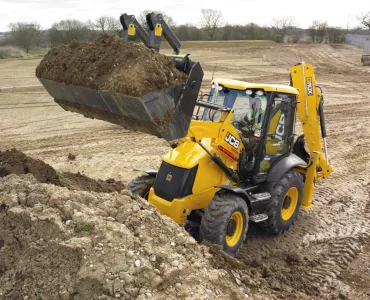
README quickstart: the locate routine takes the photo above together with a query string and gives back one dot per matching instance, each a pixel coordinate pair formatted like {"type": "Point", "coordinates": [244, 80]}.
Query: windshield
{"type": "Point", "coordinates": [248, 109]}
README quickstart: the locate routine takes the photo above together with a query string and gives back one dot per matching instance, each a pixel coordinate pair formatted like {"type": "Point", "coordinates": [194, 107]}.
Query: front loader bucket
{"type": "Point", "coordinates": [166, 113]}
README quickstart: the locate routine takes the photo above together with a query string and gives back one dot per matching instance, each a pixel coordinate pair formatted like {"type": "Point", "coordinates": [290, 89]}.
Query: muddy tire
{"type": "Point", "coordinates": [225, 222]}
{"type": "Point", "coordinates": [285, 203]}
{"type": "Point", "coordinates": [141, 185]}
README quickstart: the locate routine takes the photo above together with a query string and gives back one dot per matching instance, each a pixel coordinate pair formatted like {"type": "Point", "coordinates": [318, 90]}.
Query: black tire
{"type": "Point", "coordinates": [279, 220]}
{"type": "Point", "coordinates": [141, 185]}
{"type": "Point", "coordinates": [218, 219]}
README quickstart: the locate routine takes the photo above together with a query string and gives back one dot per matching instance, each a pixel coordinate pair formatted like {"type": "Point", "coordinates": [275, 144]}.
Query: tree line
{"type": "Point", "coordinates": [211, 27]}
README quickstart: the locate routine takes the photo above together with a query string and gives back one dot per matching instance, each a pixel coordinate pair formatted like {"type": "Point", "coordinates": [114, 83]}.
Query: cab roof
{"type": "Point", "coordinates": [242, 85]}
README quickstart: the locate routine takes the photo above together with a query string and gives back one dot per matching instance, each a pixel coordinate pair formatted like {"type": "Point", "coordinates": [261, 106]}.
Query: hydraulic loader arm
{"type": "Point", "coordinates": [158, 27]}
{"type": "Point", "coordinates": [311, 114]}
{"type": "Point", "coordinates": [132, 28]}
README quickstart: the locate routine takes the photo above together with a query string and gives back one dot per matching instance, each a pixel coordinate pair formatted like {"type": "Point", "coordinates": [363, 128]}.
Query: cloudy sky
{"type": "Point", "coordinates": [46, 12]}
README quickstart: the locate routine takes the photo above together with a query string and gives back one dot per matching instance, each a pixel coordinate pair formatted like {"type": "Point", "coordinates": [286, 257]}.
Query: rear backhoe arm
{"type": "Point", "coordinates": [311, 114]}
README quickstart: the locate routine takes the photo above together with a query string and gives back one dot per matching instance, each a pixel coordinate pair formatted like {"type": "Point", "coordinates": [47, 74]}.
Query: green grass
{"type": "Point", "coordinates": [11, 52]}
{"type": "Point", "coordinates": [220, 44]}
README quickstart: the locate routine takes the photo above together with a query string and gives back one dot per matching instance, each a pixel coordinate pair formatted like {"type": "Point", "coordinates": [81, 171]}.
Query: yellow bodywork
{"type": "Point", "coordinates": [307, 108]}
{"type": "Point", "coordinates": [212, 135]}
{"type": "Point", "coordinates": [189, 154]}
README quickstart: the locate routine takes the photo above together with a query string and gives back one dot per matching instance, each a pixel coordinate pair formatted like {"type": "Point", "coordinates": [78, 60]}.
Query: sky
{"type": "Point", "coordinates": [46, 12]}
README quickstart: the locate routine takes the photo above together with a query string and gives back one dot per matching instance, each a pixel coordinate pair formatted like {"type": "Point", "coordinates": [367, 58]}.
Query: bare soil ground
{"type": "Point", "coordinates": [324, 256]}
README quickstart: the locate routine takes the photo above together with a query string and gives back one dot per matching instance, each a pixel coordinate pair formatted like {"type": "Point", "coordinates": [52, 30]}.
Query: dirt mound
{"type": "Point", "coordinates": [16, 162]}
{"type": "Point", "coordinates": [80, 182]}
{"type": "Point", "coordinates": [61, 244]}
{"type": "Point", "coordinates": [110, 63]}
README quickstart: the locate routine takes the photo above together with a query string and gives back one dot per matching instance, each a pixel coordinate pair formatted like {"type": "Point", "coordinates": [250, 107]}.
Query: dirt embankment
{"type": "Point", "coordinates": [56, 243]}
{"type": "Point", "coordinates": [110, 63]}
{"type": "Point", "coordinates": [15, 162]}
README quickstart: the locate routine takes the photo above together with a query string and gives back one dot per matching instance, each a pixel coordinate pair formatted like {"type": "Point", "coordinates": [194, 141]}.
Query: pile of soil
{"type": "Point", "coordinates": [110, 63]}
{"type": "Point", "coordinates": [62, 244]}
{"type": "Point", "coordinates": [16, 162]}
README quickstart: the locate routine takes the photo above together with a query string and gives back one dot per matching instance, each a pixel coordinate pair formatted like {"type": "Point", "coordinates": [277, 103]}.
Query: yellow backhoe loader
{"type": "Point", "coordinates": [235, 158]}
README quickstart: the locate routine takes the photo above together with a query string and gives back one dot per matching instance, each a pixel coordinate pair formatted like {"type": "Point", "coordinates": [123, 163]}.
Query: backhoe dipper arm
{"type": "Point", "coordinates": [159, 27]}
{"type": "Point", "coordinates": [132, 28]}
{"type": "Point", "coordinates": [311, 114]}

Problem to work on – Quote each record exactly as it stands, minus the pictures.

Full answer –
README quickstart: the locate routine takes the photo above together with a query string and gives back one dot per matching instance, each a pixel coordinate pair formatted like {"type": "Point", "coordinates": [244, 80]}.
Query: windshield
{"type": "Point", "coordinates": [248, 109]}
README quickstart: the locate routine takes the photo above together with a query string and gives back one dot per matching instance, each a pixel coordinate pair formatted like {"type": "Point", "coordinates": [194, 107]}.
Query: front loader bucket
{"type": "Point", "coordinates": [166, 113]}
README quickstart: the locate routine takes the photo above together with a query string and gives back one dot per matching instance, each a pixel coordinate pair formatted like {"type": "Point", "coordinates": [290, 89]}.
Query: muddy tire
{"type": "Point", "coordinates": [225, 222]}
{"type": "Point", "coordinates": [285, 203]}
{"type": "Point", "coordinates": [141, 185]}
README quickstart: the locate routine takes the photo above together with a query string and gives back one dot per matching instance, each a pixel coordinate pair formatted like {"type": "Point", "coordinates": [318, 90]}.
Query: black tire
{"type": "Point", "coordinates": [279, 220]}
{"type": "Point", "coordinates": [141, 185]}
{"type": "Point", "coordinates": [218, 219]}
README quickstart: the locate routine takes the photo above together with a query string and gives back one dot per matching instance, each a pixel coordinate pair formatted like {"type": "Point", "coordinates": [275, 144]}.
Query: tree line
{"type": "Point", "coordinates": [211, 27]}
README quickstart: the locate routine takes the photo above together with a query string and gives back one dot per matching instance, each a pixel coordinate pair formatted like {"type": "Point", "coordinates": [114, 83]}.
Query: cab roof
{"type": "Point", "coordinates": [242, 85]}
README quickstart: the locate routine takes the photo above together with a query string and gives back one dot per matching instance, each a pixel coordinate pair formatted like {"type": "Point", "coordinates": [261, 106]}.
Query: hydraulic loader arm
{"type": "Point", "coordinates": [158, 27]}
{"type": "Point", "coordinates": [311, 114]}
{"type": "Point", "coordinates": [132, 28]}
README quickstart: the locate routine takes the photo above together with a query string and gives back one dot per matching instance, each a pixel coordinate pair formatted like {"type": "Point", "coordinates": [363, 128]}.
Query: cloudy sky
{"type": "Point", "coordinates": [46, 12]}
README quickstart: the locate routine takes the photo above together with a query string and gives back one dot per matching instance, each a pixel coordinate pair formatted like {"type": "Point", "coordinates": [286, 257]}.
Query: rear backhoe arm
{"type": "Point", "coordinates": [311, 114]}
README quickstart: the locate routine takes the photo above together with a query string and gives back one dot per matching instance, each a pixel coordinate pair formatted like {"type": "Point", "coordinates": [47, 74]}.
Query: green grass
{"type": "Point", "coordinates": [11, 52]}
{"type": "Point", "coordinates": [220, 44]}
README quickstart: the locate routine takes the photo above together with a query string and gives back one dot per matching instance, each a pixel coordinate pair formatted like {"type": "Point", "coordinates": [81, 171]}.
Query: yellow bodywork
{"type": "Point", "coordinates": [307, 108]}
{"type": "Point", "coordinates": [212, 135]}
{"type": "Point", "coordinates": [189, 154]}
README quickstart: the locate routine takes the photo above together with a query string and gives back one dot per matching instance, each a pixel coordinate pair formatted like {"type": "Point", "coordinates": [78, 60]}.
Query: sky
{"type": "Point", "coordinates": [46, 12]}
README quickstart: the locate routine takes the photo above together with a query string and gives back one dot per matching instance, each a pixel coordinate pair formatted like {"type": "Point", "coordinates": [367, 58]}.
Query: bare soil ground
{"type": "Point", "coordinates": [324, 256]}
README quickstart: the locate routine takes the photo above together with a query string and gives back one dot per matching instance, each a pixel coordinate pair formatted like {"type": "Point", "coordinates": [52, 30]}.
Query: dirt mound
{"type": "Point", "coordinates": [16, 162]}
{"type": "Point", "coordinates": [80, 182]}
{"type": "Point", "coordinates": [61, 244]}
{"type": "Point", "coordinates": [110, 63]}
README quickstart: the locate routine takes the photo above together with a query string and gives back one dot per matching instance, each a pixel coordinate pair formatted like {"type": "Point", "coordinates": [250, 107]}.
Query: dirt embankment
{"type": "Point", "coordinates": [56, 243]}
{"type": "Point", "coordinates": [110, 63]}
{"type": "Point", "coordinates": [15, 162]}
README quickstart: the locate routine takes the photo above together with a query string and gives back one dot per matching instance, each a pixel coordinate pair formatted like {"type": "Point", "coordinates": [194, 141]}.
Query: pile of soil
{"type": "Point", "coordinates": [110, 63]}
{"type": "Point", "coordinates": [62, 244]}
{"type": "Point", "coordinates": [16, 162]}
README quickstart: the locate routine takes the photo above together with a query string and gives back one dot per matching instance, each a pixel coordinate pair formatted like {"type": "Point", "coordinates": [277, 103]}.
Query: yellow backhoe loader
{"type": "Point", "coordinates": [235, 158]}
README quickstart: the locate routine takes the photo above together with a query string and gives back one dot per matching instance, each a pixel coordinate pair formatted like {"type": "Point", "coordinates": [123, 163]}.
Query: backhoe dipper arm
{"type": "Point", "coordinates": [159, 27]}
{"type": "Point", "coordinates": [132, 28]}
{"type": "Point", "coordinates": [311, 114]}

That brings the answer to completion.